▸ **Text for analysis**:
Saturday, September 15, 2007

Middlesex

Coincidentally, I have recently begun reading Middlesex, by Jeffrey Eugenides. The book is a sort of modern epic, a story about many generations of one family, told by a member of the family, an intersex person who is forty-one years old.
The story swtiches in and out of his life in the present (the time when he's narrating the story) and the past- he follows his grandparents as they travel to America from Turkey and relates their entire story and history to the mutations in their genes which remained silent until his (or, her, since he was born a "female") birth.
I am only about halfway done with the book and at this point the narrator, Calliope, is just about to hit puberty. She has lived her whole life as a girl and because her childhood was in the 50's when the medical community still knew very little about intersexuality, neither she nor her family nor her doctors have ever suspected her as being anything other than a completely normal XX female. The narrator obviously knows otherwise; he knows about his condition and explains that he is a 5-Alpha-Reductase Pseudohermaphrodite.
This is the first novel I've ever heard of with an intersex prtotagonist, and while I'm sure there are others, this is certainly the first novel to go mainstream (it won the Pulitzer a few years back). It seems odd that it takes a novel to characterize and humanize a hermaphrodite, but I imagine for many of the book's readers, this is certainly the case. I think, ultimately, the book is about asking questions about ourselves. Who are we? What are we? These are the questions that the narrator seeks to answer about himself. But I think the important part about his concern for the answers to these questions is that his sexuality really doesn't play as huge of a part as we'd expect it to. So, yes, his questions might be a little more difficult to answer than if non-intersex people were to ask them, but that doesn't mean that we shouldn't ask them. His struggle to find himself seems no harder than that of any teenager growing up.
Granted, this is a fictional novel, but I thought it was somewhat relevant to our class. Some of the videos seem to point out that maybe if we stop putting so much emphasis on gender identification, finding ourselves would be easier. The book seems to convey the other side of the argument. Adolescence is hard. Figuing out who you are is hard. But maybe we're reading too much into the importance of gender identification. Maybe classifying ourselves as one sex or the other plays no role in the task of finding ourselves and there is no way to gauge how difficult or easy it might be.

3 comments:

Anya said...

That’s a really interesting point that you bring up about gender identification maybe being given too much importance in how we define ourselves. I think that it would be unrealistic to say that gender shouldn’t play any role in the identity we create for ourselves, but its importance perhaps reflects our society’s criteria of what characterizes an individual. Gender, ethnicity, profession—these are often the first bits of information that pretty much any generic form requests, because that is how our society classifies people, not by whether the person is a visionary or a pragmatist or a classic type A personality. The classification by occupation or sex may be useful at times, but when such categories become commonly used, it can assume an importance in self-characterization that did not exist before.

▸ **Extracted information**:
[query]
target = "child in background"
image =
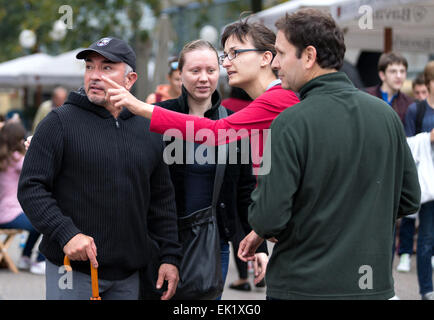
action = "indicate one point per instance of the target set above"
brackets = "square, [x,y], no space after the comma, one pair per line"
[12,152]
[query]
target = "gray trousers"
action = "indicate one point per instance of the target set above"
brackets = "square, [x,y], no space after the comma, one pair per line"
[74,285]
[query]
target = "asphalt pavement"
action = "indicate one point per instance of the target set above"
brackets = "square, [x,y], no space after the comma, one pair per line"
[27,286]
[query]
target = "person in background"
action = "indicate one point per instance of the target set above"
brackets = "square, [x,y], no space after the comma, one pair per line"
[58,98]
[407,226]
[171,90]
[199,68]
[12,152]
[392,70]
[420,118]
[330,204]
[420,90]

▸ **Tasks to carry out**:
a. In the blog post about Middlesex, how old is the narrator of the novel?
b. Carry on the blog post about Middlesex from its last sentence.
The data were taken from a different source.

▸ **Numbered answers**:
a. Forty-one years old.

b.
And the process of choosing the qualities to characterize a person can in itself tell a lot about a individual, just as it reveals a lot about a society. A person may identify herself as female; but that she defines herself by gender first and other characteristics second would make her very different from another woman who defines herself as a philosopher first and sees gender as less crucial to the list of what defines a person.

Feminist Scientist said...

AmandaG, Thank you for bringing the book to our attention. Do you like the book?

I wonder how you think the Blackwood piece fits into your and saranya's final points about gender.

AmandaG123 said...

I do really like the book. I felt it was definitely slow in the beginning but, as a creative writing major, I'm really interested in new takes on writing or reviving and adding a new twist to old takes on writing (as is the case here with the modern epic.) I think Cal is a phenomenal narrator and his/her story is, obviously, really interesting.

In response to the Blackwood piece, I think it really supports both Saranya's and my belief that maybe in our culture we place too much importance on gender identification coinciding with biological sex. Clearly in these cultures, the being an XX female and identifying with the female gender (and the respective male characteristics) did not necessarily go hand in hand. The openness of these cultures to accept and even encourage people who they felt identified more with the opposite sex I think reflects how our own cultural stigmas really play a significant role in limiting people's beliefs regarding this topic and perhaps science shouldn't always dictate our beliefs about sex and gender.